*PROMPT:*
Restate the following entries exactly, including every line.

SOURCE DATA below:

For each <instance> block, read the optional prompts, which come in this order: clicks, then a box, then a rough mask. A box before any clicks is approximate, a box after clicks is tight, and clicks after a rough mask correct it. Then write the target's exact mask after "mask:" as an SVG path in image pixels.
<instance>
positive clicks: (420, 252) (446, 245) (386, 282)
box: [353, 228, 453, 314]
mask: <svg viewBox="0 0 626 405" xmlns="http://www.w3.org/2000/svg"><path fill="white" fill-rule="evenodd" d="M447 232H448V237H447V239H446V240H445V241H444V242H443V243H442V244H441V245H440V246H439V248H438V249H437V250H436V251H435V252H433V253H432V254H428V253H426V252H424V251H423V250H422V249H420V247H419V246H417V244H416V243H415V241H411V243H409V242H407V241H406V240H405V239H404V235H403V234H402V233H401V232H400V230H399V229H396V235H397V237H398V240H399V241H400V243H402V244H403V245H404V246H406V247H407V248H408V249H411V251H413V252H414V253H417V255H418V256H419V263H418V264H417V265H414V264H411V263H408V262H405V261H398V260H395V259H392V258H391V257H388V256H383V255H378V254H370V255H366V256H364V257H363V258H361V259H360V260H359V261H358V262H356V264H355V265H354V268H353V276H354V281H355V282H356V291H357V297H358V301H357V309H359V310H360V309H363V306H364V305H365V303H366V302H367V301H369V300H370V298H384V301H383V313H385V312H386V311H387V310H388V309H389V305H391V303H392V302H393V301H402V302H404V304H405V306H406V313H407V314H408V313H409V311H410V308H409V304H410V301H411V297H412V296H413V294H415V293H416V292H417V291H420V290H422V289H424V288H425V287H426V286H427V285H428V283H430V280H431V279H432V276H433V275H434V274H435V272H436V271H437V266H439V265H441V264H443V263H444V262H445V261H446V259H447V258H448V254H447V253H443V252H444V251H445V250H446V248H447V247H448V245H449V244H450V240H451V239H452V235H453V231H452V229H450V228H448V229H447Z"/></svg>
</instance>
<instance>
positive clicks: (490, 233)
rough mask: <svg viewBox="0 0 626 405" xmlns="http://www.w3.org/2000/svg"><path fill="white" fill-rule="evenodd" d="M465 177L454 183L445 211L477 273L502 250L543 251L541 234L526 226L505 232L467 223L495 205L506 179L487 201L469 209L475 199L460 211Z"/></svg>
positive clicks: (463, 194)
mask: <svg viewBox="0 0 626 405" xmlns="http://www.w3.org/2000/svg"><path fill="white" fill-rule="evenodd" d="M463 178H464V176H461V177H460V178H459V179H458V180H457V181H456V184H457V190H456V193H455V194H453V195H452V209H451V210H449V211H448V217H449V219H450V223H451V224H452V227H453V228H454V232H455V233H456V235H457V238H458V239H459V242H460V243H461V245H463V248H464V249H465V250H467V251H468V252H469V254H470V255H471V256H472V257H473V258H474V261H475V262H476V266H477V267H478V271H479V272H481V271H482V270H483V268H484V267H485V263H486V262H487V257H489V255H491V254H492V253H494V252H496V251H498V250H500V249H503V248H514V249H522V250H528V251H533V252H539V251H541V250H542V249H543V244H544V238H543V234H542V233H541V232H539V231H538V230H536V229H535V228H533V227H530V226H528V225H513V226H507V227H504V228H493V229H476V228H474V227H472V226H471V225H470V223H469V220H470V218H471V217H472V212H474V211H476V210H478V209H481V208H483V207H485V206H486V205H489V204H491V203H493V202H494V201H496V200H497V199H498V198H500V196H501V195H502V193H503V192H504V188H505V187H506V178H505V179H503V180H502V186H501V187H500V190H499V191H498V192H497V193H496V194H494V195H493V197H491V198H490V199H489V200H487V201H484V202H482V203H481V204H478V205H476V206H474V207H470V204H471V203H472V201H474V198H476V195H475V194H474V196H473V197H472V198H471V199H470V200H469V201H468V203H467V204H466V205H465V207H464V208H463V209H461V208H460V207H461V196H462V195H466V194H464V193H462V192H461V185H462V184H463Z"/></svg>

End of SOURCE DATA.

*RESPONSE:*
For each <instance> block, read the optional prompts, which come in this order: clicks, then a box, then a rough mask. A box before any clicks is approximate, a box after clicks is tight, and clicks after a rough mask correct it. Then write the target's exact mask after "mask:" as an SVG path in image pixels.
<instance>
positive clicks: (420, 252) (446, 245) (386, 282)
box: [353, 228, 453, 314]
mask: <svg viewBox="0 0 626 405" xmlns="http://www.w3.org/2000/svg"><path fill="white" fill-rule="evenodd" d="M447 232H448V237H447V239H446V240H445V241H444V242H443V243H442V244H441V245H440V246H439V248H438V249H437V250H436V251H435V252H433V253H432V254H428V253H426V252H424V251H423V250H422V249H420V247H419V246H417V244H416V243H415V241H411V243H409V242H407V241H406V240H405V239H404V235H403V234H402V233H401V232H400V230H399V229H396V235H397V237H398V240H399V241H400V243H402V244H403V245H404V246H406V247H407V248H408V249H411V251H413V252H414V253H417V255H418V256H419V263H418V264H417V265H414V264H411V263H408V262H405V261H398V260H395V259H392V258H391V257H388V256H383V255H378V254H370V255H366V256H364V257H363V258H361V259H360V260H359V261H358V262H356V264H355V265H354V268H353V276H354V281H355V282H356V291H357V297H358V301H357V309H359V310H360V309H363V306H364V305H365V303H366V302H367V301H369V300H370V298H384V301H383V313H385V312H386V311H387V310H388V309H389V305H391V303H392V302H393V301H402V302H404V304H405V306H406V313H407V314H408V313H409V311H410V308H409V304H410V301H411V297H412V296H413V294H415V293H416V292H417V291H420V290H422V289H424V288H425V287H426V286H427V285H428V283H430V280H431V279H432V276H433V275H434V274H435V272H436V271H437V266H439V265H441V264H443V263H444V262H445V261H446V259H447V258H448V254H447V253H443V252H444V251H445V250H446V248H447V247H448V245H449V244H450V240H451V239H452V235H453V231H452V229H450V228H448V229H447Z"/></svg>
</instance>
<instance>
positive clicks: (490, 233)
rough mask: <svg viewBox="0 0 626 405" xmlns="http://www.w3.org/2000/svg"><path fill="white" fill-rule="evenodd" d="M465 177L454 183L445 211L477 273L502 250L543 251L541 234L526 226L505 232L467 223L495 205L506 179L487 201L469 209L475 199L460 211Z"/></svg>
positive clicks: (463, 194)
mask: <svg viewBox="0 0 626 405" xmlns="http://www.w3.org/2000/svg"><path fill="white" fill-rule="evenodd" d="M463 178H464V176H461V177H460V178H459V179H458V180H457V181H456V184H457V190H456V193H455V194H453V195H452V209H451V210H449V211H448V217H449V219H450V223H451V224H452V227H453V228H454V232H455V233H456V235H457V238H458V239H459V242H460V243H461V245H463V248H464V249H465V250H467V251H468V252H469V254H470V255H471V256H472V257H473V258H474V261H475V262H476V266H477V267H478V271H479V272H481V271H482V270H483V268H484V267H485V263H486V262H487V257H489V255H491V254H492V253H494V252H496V251H498V250H500V249H503V248H514V249H522V250H528V251H533V252H539V251H541V250H542V249H543V244H544V238H543V234H542V233H541V232H539V231H538V230H536V229H535V228H533V227H530V226H528V225H513V226H507V227H504V228H493V229H476V228H474V227H472V226H471V225H470V223H469V220H470V218H471V217H472V212H474V211H476V210H478V209H481V208H483V207H485V206H486V205H489V204H491V203H493V202H494V201H496V200H497V199H498V198H500V196H501V195H502V193H503V192H504V188H505V187H506V178H505V179H503V180H502V186H501V187H500V190H499V191H498V192H497V193H496V194H494V195H493V197H491V198H490V199H489V200H487V201H484V202H482V203H481V204H478V205H476V206H474V207H470V204H471V203H472V201H474V198H476V195H475V194H474V196H473V197H472V198H471V199H470V200H469V201H468V203H467V204H466V205H465V207H464V208H463V209H461V208H460V207H461V196H462V195H466V194H464V193H462V192H461V185H462V184H463Z"/></svg>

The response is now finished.